____ READING PASSAGE

A U.S. District Court drew a hard line in a copyright fight that should land with working photographers: claiming that AI could have made something similar is not the same as proving a right to copy a real photo. In the dispute, a photographer sued a blogger for using an image without permission or a license, and the blogger tried to argue that an AI tool could have generated the same kind of picture, so the work did not deserve copyright protection. The court rejected that logic outright.

That matters because it shifts the argument back to the thing photographers have always had to prove and protect: authorship, ownership, and permission. The court did not accept a fantasy version of the workflow, where a defendant imagines an AI-generated alternative and uses that hypothetical to wash away the actual act of infringement. The central question remained whether the blogger copied a protected photograph without authorization. That is the line copyright law cares about, and the court said the presence of generative tools does not erase it.

California lawyer Rob Freund said the defense would have been damaging to copyright law if it had succeeded, because it would let defendants dodge liability by pointing to something they might have created instead. For photographers, that warning is practical, not abstract. The ruling reinforces that licensing still matters, documentation still matters, and the paper trail around a photo still has real legal weight when a stolen image ends up in a dispute.

AI-generated illustration
AI-generated illustration

It also lands in a media climate where AI language is increasingly used as both a legal and rhetorical shield. The case makes clear that AI is not a magic undo button for infringement. If someone lifts a photograph first and only later says an AI system could have made something close, that does not erase the original copying or the need to answer for it. For photographers trying to protect their work in 2026, the court’s message was blunt: a plausible machine-made imitation does not nullify a real, protected image.

________
____ RAW DATA

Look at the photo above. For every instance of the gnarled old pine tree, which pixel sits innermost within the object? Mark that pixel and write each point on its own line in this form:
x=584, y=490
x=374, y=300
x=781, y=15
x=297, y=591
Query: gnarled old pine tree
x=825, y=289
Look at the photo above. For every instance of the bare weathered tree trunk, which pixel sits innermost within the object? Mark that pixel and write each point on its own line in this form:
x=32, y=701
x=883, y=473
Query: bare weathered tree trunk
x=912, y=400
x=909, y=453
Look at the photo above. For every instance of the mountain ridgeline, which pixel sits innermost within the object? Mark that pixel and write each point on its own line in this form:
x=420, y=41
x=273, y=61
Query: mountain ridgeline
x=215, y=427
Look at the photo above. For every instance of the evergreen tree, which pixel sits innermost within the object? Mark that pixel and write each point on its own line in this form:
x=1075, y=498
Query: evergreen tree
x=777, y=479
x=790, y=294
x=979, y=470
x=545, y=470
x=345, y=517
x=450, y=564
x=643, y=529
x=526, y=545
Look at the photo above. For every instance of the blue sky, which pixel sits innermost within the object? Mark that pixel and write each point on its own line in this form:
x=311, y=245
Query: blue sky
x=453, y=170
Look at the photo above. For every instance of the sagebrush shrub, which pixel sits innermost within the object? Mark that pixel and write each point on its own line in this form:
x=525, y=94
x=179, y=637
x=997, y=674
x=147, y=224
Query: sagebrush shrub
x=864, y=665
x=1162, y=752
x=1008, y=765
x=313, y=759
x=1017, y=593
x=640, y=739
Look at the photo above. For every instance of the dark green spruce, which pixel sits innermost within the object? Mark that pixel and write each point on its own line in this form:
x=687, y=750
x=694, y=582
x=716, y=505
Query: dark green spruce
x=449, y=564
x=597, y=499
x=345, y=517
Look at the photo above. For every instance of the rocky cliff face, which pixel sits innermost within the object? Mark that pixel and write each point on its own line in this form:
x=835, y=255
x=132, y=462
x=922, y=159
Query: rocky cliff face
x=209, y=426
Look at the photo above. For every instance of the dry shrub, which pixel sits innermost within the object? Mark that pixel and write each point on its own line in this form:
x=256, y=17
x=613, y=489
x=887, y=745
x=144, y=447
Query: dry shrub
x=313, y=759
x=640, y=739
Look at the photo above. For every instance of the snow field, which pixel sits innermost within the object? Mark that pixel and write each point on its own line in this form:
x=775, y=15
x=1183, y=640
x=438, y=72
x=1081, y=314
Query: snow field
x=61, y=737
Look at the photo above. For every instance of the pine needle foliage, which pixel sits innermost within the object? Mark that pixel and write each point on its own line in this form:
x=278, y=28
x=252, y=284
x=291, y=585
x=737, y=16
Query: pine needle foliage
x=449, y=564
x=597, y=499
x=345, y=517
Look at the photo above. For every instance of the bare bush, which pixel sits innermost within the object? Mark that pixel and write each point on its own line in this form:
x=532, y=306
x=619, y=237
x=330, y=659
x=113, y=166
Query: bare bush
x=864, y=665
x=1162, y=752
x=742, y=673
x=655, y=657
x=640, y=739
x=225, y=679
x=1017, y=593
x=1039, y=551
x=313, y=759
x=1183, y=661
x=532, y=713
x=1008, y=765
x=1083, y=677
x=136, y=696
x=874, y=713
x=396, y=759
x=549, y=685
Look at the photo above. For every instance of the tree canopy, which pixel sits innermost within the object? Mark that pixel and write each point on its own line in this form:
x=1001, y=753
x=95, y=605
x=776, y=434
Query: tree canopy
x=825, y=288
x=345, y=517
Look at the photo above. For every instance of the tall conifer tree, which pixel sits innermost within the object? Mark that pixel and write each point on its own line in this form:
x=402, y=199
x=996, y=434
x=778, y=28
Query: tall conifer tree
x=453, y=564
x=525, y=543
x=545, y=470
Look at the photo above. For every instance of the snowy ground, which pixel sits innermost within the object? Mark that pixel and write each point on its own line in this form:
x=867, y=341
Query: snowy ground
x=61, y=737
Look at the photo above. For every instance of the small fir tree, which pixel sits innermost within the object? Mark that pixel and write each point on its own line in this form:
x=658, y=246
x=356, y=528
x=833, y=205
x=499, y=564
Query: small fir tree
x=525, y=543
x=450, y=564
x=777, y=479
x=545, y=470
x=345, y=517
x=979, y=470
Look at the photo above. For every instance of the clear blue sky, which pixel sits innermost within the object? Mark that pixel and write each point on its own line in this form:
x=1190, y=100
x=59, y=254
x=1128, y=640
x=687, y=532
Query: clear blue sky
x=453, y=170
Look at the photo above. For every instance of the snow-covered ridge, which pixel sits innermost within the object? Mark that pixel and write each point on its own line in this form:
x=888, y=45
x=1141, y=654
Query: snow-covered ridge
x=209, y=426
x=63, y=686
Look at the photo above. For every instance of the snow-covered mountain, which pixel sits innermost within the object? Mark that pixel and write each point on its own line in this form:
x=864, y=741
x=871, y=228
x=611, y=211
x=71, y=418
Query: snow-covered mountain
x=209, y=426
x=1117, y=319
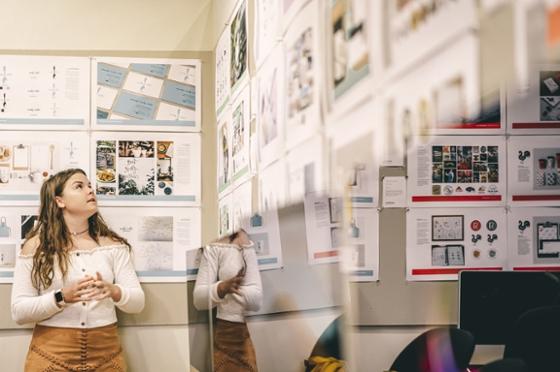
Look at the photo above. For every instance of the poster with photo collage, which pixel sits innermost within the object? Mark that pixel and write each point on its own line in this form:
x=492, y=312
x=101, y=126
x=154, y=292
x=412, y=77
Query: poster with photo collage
x=451, y=171
x=440, y=242
x=534, y=239
x=15, y=224
x=146, y=168
x=146, y=94
x=160, y=239
x=26, y=161
x=534, y=170
x=44, y=92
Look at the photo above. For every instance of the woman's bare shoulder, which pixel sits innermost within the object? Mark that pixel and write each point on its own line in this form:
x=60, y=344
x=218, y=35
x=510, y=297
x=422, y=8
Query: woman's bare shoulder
x=30, y=246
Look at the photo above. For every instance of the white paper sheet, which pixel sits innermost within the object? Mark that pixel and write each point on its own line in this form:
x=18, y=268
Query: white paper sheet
x=452, y=171
x=442, y=241
x=160, y=239
x=146, y=169
x=151, y=94
x=323, y=227
x=264, y=231
x=15, y=223
x=44, y=92
x=26, y=161
x=534, y=238
x=534, y=170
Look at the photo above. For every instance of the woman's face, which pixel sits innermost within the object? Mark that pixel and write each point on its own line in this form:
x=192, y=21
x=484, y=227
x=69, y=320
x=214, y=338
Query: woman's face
x=77, y=197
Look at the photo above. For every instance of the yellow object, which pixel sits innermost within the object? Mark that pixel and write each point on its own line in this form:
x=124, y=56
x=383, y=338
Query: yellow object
x=326, y=364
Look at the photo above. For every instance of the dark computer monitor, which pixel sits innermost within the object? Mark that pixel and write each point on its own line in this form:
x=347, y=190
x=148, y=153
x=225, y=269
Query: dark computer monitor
x=491, y=302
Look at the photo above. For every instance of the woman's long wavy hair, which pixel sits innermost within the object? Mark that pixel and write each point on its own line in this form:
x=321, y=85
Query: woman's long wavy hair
x=54, y=236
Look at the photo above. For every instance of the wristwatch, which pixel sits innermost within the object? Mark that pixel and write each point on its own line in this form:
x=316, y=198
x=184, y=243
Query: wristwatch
x=59, y=298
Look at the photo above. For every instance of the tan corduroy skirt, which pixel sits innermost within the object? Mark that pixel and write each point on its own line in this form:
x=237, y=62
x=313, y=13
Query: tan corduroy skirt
x=71, y=349
x=233, y=348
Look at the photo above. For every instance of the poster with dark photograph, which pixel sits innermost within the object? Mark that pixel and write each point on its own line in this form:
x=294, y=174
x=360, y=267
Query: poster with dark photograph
x=138, y=168
x=457, y=171
x=534, y=238
x=534, y=170
x=160, y=239
x=440, y=242
x=238, y=40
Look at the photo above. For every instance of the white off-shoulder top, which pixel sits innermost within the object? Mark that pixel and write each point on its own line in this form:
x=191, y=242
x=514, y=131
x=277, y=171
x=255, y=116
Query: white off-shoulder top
x=113, y=262
x=221, y=262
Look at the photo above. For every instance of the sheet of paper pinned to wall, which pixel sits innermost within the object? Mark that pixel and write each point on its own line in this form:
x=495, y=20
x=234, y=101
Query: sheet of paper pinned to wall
x=394, y=192
x=264, y=231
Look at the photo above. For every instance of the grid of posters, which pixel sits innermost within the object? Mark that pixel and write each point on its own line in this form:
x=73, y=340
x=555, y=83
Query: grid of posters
x=264, y=231
x=239, y=52
x=160, y=239
x=306, y=170
x=535, y=108
x=360, y=248
x=15, y=224
x=451, y=171
x=146, y=168
x=440, y=242
x=270, y=108
x=323, y=227
x=40, y=92
x=146, y=94
x=534, y=239
x=267, y=28
x=303, y=75
x=28, y=160
x=534, y=170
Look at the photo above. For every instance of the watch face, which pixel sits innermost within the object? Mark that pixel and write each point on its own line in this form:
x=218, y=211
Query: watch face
x=58, y=296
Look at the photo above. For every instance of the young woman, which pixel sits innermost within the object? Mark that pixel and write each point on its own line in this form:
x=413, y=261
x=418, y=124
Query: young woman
x=71, y=274
x=228, y=277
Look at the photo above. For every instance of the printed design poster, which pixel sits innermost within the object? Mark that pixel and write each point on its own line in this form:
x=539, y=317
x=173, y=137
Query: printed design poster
x=360, y=248
x=323, y=227
x=534, y=170
x=349, y=56
x=267, y=28
x=535, y=108
x=355, y=167
x=440, y=96
x=270, y=108
x=272, y=186
x=160, y=239
x=264, y=232
x=534, y=239
x=452, y=171
x=15, y=224
x=413, y=23
x=224, y=157
x=146, y=168
x=240, y=135
x=306, y=170
x=238, y=47
x=225, y=215
x=440, y=242
x=303, y=76
x=44, y=92
x=241, y=204
x=222, y=71
x=28, y=160
x=146, y=94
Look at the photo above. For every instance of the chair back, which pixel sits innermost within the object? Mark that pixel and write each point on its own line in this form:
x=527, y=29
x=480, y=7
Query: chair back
x=436, y=350
x=535, y=338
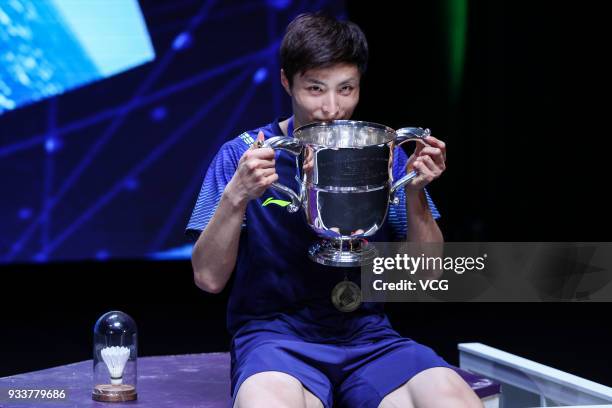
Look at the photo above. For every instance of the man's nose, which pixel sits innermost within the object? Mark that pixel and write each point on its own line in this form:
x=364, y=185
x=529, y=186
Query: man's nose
x=330, y=107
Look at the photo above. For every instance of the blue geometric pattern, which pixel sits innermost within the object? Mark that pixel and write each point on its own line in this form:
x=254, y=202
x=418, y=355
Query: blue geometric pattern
x=112, y=169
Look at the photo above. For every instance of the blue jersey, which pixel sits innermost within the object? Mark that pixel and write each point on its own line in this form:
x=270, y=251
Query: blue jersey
x=276, y=286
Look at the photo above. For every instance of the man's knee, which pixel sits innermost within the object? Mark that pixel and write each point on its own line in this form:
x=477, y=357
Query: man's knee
x=439, y=384
x=274, y=389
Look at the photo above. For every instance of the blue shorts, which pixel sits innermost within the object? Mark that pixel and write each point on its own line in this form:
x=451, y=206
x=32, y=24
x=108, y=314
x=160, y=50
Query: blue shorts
x=342, y=375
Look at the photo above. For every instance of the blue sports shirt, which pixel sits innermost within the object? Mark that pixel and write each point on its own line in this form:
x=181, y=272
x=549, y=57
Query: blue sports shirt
x=275, y=285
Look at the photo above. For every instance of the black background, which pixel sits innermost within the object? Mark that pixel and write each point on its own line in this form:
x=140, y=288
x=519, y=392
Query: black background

________

The article above about the copyright ruling names the things photographers have always had to prove and protect. List them.

THE SOLUTION | Authorship, ownership, and permission.